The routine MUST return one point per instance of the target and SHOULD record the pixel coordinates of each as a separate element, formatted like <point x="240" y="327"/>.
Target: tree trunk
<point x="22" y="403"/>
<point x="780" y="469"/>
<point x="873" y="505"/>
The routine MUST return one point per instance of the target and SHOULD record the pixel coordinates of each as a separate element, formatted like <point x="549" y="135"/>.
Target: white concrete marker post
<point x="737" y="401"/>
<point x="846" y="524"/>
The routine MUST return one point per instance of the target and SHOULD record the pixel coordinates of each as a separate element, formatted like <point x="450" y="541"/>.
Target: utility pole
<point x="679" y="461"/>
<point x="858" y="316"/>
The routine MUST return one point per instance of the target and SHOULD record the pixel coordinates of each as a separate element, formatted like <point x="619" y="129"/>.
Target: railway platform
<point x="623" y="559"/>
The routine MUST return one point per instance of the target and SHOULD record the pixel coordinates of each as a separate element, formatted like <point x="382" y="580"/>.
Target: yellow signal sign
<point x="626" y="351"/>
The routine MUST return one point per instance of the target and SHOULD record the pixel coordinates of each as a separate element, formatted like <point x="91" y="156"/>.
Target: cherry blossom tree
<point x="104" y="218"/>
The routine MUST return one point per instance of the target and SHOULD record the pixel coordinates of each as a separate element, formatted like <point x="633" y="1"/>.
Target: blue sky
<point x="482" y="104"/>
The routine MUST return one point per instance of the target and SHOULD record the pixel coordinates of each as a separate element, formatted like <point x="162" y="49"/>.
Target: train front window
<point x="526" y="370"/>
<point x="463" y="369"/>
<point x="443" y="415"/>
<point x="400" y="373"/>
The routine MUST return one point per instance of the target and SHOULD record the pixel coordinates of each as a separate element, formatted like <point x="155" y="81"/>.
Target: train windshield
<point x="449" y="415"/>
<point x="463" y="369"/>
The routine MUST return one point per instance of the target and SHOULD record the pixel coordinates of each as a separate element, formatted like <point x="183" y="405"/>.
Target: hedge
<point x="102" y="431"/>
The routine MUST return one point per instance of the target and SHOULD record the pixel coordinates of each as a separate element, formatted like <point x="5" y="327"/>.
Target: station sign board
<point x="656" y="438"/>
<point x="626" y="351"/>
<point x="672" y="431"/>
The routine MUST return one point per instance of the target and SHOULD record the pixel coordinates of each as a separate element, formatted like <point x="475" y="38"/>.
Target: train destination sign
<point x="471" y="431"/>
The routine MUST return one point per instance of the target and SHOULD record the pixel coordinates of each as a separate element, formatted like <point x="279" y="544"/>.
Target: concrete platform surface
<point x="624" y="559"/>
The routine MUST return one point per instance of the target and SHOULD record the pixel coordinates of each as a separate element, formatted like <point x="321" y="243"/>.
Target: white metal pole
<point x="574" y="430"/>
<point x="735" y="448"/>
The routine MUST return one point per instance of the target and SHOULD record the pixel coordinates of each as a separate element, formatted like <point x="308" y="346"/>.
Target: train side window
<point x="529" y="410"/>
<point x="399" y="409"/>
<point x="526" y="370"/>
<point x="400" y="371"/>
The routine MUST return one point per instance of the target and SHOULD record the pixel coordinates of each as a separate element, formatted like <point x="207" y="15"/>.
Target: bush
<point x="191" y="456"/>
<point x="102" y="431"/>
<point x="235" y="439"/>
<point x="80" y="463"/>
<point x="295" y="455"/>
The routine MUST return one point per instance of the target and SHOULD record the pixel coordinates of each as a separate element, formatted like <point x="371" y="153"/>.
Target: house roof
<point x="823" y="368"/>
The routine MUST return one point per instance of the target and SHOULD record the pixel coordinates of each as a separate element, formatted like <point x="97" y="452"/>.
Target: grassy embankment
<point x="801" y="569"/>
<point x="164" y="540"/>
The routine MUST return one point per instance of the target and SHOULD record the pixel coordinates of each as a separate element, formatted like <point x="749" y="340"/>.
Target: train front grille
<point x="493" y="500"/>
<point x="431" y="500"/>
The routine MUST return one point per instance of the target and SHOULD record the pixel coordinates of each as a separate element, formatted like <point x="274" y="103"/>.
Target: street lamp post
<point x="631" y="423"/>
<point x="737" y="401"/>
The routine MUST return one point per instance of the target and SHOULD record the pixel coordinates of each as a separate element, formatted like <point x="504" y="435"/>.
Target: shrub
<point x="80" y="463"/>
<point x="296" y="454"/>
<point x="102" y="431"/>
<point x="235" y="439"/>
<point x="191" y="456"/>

-------------------------

- [Work instructions]: Transcribe all of the entries without altering anything.

- [Answer to this exercise]:
The routine MUST return one point per instance of the target and SHOULD record the pixel coordinates of each as a separate element, formatted like <point x="240" y="327"/>.
Target: tree trunk
<point x="22" y="403"/>
<point x="780" y="469"/>
<point x="873" y="505"/>
The routine MUST return one point per instance of the target and SHOULD record the pixel coordinates of each as a separate element, formatted like <point x="549" y="135"/>.
Target: white concrete marker post
<point x="737" y="401"/>
<point x="846" y="524"/>
The routine MUST return one point per instance of the target and SHOULD record the pixel coordinates of each as a separate element, formatted like <point x="450" y="541"/>.
Target: utility pole
<point x="679" y="461"/>
<point x="858" y="316"/>
The routine MUST return one point per instance of the target and SHOULD record the pixel coordinates of each as a separate element, formatted like <point x="619" y="129"/>.
Target: railway platform
<point x="623" y="559"/>
The routine MUST return one point per instance of the target and SHOULD record the pixel coordinates of each as a separate element, formatted like <point x="382" y="580"/>.
Target: yellow signal sign
<point x="626" y="351"/>
The routine MUST return one point per instance of the target and SHOULD record the pixel coordinates of each as a separate element, formatted like <point x="91" y="156"/>.
Target: cherry blossom tree
<point x="104" y="218"/>
The routine MUST return one point per instance of the target and SHOULD record the pixel coordinates of each as a separate element, formatted like <point x="633" y="1"/>.
Target: blue sky
<point x="482" y="104"/>
The routine MUST return one point per instance of the target and SHOULD record the pixel coordinates of each as a separate element, formatted like <point x="162" y="49"/>.
Target: train front window
<point x="526" y="370"/>
<point x="463" y="369"/>
<point x="443" y="415"/>
<point x="400" y="373"/>
The routine MUST return one point per instance of the target and SHOULD record the pixel coordinates of each as a separate element, formatted like <point x="155" y="81"/>.
Target: train windshield
<point x="449" y="415"/>
<point x="463" y="369"/>
The routine MUST return one point per instance of the target and SHOULD record the pixel coordinates of each as a separate element, formatted like <point x="183" y="405"/>.
Target: hedge
<point x="102" y="431"/>
The routine MUST return one point per instance of the target and SHOULD record the pixel coordinates of each as a separate element, formatted like <point x="5" y="327"/>.
Target: station sign board
<point x="656" y="438"/>
<point x="626" y="351"/>
<point x="672" y="431"/>
The routine MUST return one point per instance of the target and SHOULD record the pixel coordinates of each as a separate element, formatted like <point x="475" y="38"/>.
Target: train destination sign
<point x="471" y="431"/>
The routine MUST return one point per instance of the target and SHOULD record the pixel coordinates of each as a separate element, formatted like <point x="279" y="544"/>.
Target: concrete platform surface
<point x="624" y="559"/>
The routine MUST return one point per instance of the target and SHOULD record the pixel coordinates of each as a separate element, formatted like <point x="321" y="243"/>.
Target: white metal pole
<point x="574" y="430"/>
<point x="735" y="448"/>
The routine MUST return one point per instance of the target and SHOULD record the pixel coordinates of each as a separate element, formatted like <point x="308" y="346"/>.
Target: train side window
<point x="529" y="410"/>
<point x="399" y="409"/>
<point x="526" y="370"/>
<point x="400" y="371"/>
The routine MUST return one point per instance of the target and SHOULD record the pixel coordinates of each as a separate element, formatted like <point x="207" y="15"/>.
Target: bush
<point x="191" y="456"/>
<point x="102" y="431"/>
<point x="235" y="439"/>
<point x="80" y="463"/>
<point x="295" y="455"/>
The routine MUST return one point per instance of the target and SHOULD record the pixel coordinates of each as a separate element, formatted like <point x="371" y="153"/>.
Target: house roof
<point x="823" y="368"/>
The routine MUST return one point per instance of the target and SHOULD record the pixel coordinates of each as a separate element, formatted like <point x="97" y="452"/>.
Target: grassy embankment
<point x="801" y="569"/>
<point x="164" y="540"/>
The routine MUST return one point per instance of the target and SHOULD record the pixel coordinates of each as a separate element, formatted like <point x="749" y="340"/>.
Target: train front grille
<point x="493" y="500"/>
<point x="431" y="500"/>
The routine MUST return one point per instance of the target and SHOULD record the pixel coordinates of each as a separate element, formatted like <point x="274" y="103"/>.
Target: street lamp post
<point x="631" y="423"/>
<point x="737" y="401"/>
The routine MUST return one point per instance of the target and SHOULD record the pixel coordinates of each as a separate element, formatted like <point x="504" y="435"/>.
Target: shrub
<point x="80" y="463"/>
<point x="296" y="454"/>
<point x="102" y="431"/>
<point x="235" y="439"/>
<point x="191" y="456"/>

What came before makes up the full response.